◆ ASSIGNMENT 1 ◆
Rewrite the perfume essay from "I squirted it" to "twangy, welcoming tone.", changing "wrist" to "neck".
◆ ASSIGNMENT 2 ◆
Continue the perfume essay after its final sentence.

---- QUOTED PASSAGE

A few years ago for Christmas, my Mother gave me a gift. It was a bottle of perfume. It looked expensive from the beautiful box it came in.
It’s from the specialty perfume store in Portland she said. I thought you would like it.
It seemed an odd gift to me, usually perfumes come from lovers or you choose one based on the paper flips of a magazine. It is a highly personal decision.
“Give it a try,” she said. Me still feeling odd receiving a very personal gift from my Mom.
I squirted it on my wrist, and the waves of scent hit my nose.
“It’s Grandma. I said as tears welled in my eyes. In that moment I had been instantly transported back in time, sitting in a chair next to my grandmother, smelling her, listening to her say “Well, Hi There!” in her excitedly twangy, welcoming tone.
We were playing cards, she was cooking. She taught me to knit with her crumpled up fingers, so patiently and intently. The excruciating time I let her down by saying I had cleaned my room when I actually hadn’t ,simply because I believed she wouldn’t climb the stairs to check. “I’m very disappointed in you. ” It cut like a knife. I never wanted to disappoint her again.
She was the one who always remembered birthdays, with a dollar or a penny in the wallet or purse that came with it. Since we were out of town, we got money more than gifts. A five dollar bill until 18, then everyone was ratcheted down to a dollar as she had many family members to send cards too.

--------
---- INFORMATION SUPPLIED

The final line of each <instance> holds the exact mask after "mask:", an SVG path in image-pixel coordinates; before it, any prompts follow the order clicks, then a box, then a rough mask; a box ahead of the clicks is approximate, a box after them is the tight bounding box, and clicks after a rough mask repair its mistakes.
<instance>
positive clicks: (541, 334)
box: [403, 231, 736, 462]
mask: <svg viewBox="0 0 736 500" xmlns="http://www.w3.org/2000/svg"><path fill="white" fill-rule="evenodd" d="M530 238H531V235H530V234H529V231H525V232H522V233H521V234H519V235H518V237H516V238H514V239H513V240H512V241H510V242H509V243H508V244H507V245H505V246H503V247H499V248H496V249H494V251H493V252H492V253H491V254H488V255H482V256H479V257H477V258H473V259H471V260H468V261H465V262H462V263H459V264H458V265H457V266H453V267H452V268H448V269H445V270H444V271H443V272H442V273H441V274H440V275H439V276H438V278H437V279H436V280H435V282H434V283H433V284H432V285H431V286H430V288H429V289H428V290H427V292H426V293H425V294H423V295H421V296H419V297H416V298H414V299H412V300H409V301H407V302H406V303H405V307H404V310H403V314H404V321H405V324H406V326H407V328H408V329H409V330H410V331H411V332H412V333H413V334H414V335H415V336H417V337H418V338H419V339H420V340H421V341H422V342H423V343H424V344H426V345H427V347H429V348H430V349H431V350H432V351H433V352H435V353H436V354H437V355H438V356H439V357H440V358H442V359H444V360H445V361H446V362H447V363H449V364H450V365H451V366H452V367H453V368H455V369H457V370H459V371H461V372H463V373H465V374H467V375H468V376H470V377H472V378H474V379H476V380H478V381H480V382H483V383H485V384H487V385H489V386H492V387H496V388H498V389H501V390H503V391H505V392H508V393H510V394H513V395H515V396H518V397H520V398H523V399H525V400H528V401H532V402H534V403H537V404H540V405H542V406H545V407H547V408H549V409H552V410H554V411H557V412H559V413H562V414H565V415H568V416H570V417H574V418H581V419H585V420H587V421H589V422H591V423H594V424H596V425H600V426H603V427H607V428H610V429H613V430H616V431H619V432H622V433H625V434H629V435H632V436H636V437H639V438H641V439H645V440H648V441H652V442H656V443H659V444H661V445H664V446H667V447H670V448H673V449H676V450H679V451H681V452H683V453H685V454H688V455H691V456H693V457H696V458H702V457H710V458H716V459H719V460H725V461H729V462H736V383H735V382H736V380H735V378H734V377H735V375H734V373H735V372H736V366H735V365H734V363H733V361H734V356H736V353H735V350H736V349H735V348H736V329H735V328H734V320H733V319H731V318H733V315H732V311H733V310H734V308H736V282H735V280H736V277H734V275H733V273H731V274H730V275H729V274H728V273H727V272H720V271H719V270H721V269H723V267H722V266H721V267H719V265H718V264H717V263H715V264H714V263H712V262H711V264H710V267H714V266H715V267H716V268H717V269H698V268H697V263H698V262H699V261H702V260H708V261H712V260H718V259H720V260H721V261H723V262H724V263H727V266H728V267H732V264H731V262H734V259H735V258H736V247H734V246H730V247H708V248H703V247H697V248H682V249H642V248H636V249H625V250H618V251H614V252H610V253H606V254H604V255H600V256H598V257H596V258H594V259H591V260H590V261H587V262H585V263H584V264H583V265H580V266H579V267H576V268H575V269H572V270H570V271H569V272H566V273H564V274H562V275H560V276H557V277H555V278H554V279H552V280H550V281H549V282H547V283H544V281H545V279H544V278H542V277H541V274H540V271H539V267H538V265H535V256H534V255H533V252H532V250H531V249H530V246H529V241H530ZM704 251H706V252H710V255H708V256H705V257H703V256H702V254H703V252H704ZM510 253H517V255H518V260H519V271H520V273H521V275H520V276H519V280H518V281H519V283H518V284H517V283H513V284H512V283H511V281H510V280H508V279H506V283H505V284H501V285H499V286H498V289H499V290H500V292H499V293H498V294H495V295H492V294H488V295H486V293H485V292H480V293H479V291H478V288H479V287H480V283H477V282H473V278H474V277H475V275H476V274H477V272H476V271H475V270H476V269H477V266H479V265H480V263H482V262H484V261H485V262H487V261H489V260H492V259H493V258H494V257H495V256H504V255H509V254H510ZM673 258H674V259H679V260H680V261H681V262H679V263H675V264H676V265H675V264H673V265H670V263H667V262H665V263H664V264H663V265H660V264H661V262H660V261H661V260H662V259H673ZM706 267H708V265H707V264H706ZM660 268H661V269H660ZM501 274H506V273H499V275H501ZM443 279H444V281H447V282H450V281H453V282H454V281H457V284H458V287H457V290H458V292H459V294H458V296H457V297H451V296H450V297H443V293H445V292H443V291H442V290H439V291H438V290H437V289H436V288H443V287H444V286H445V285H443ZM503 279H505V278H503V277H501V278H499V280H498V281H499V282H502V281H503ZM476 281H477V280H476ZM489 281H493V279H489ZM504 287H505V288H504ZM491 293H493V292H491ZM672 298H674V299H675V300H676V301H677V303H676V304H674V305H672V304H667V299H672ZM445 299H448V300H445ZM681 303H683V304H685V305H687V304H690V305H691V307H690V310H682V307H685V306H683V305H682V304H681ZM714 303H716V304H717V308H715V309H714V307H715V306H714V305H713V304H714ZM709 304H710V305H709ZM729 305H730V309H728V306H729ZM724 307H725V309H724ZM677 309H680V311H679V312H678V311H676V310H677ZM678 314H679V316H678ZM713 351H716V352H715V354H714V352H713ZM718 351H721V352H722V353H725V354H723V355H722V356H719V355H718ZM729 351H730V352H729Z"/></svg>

--------

◆ RESPONSE AREA 1 ◆
I squirted it on my neck, and the waves of scent hit my nose.
“It’s Grandma. I said as tears welled in my eyes. In that moment I had been instantly transported back in time, sitting in a chair next to my grandmother, smelling her, listening to her say “Well, Hi There!” in her excitedly twangy, welcoming tone.

◆ RESPONSE AREA 2 ◆
Her handwriting, the cards she bought. How she used to cut the front off the Christmas cards she had received to use as gift tags the year after. Everything she did. She was the glue that held the family together.
I remember the last time I saw her, my aunt was very sick. We sat together in her little house in the desert. She said how she feared outliving another one of her children. My Uncle Jerry had died in a car crash along with his wife years before.
She teared up and said she couldn’t go through that again.
“I don’t know why I’m living this long.” It was heart breaking, as I knew Diane was very sick, the color of her skin a bright yellow from jaundice, the doctor’s couldn’t help her. I held her hand and listened. Cried along side her.
She would walk everyday, no matter what. I would go with her. She would often stoop to pick up a random rubber band on the path.
“That’s your grandpa checking in.”
“How?” I asked.
“Grandpa Art always had a rubber band or two around his wrist because you always need a rubber band.”
Not long after our last trip to see Grandma and Diane, Grandma fell and broke her hip. She was to go into surgery the next day.
She died in her sleep that night. Died on her terms, without outliving another one of her children.
A few days ago my Mom was over, and when she was leaving I asked her if she wanted to smell Grandma.
“Yes, Caron’s Bellagia?”
“I’ll get it,” It had been awhile since I had pulled it out.
She sprayed her neck and her wrists. I did the same. There was a calmness that enveloped us. A peace.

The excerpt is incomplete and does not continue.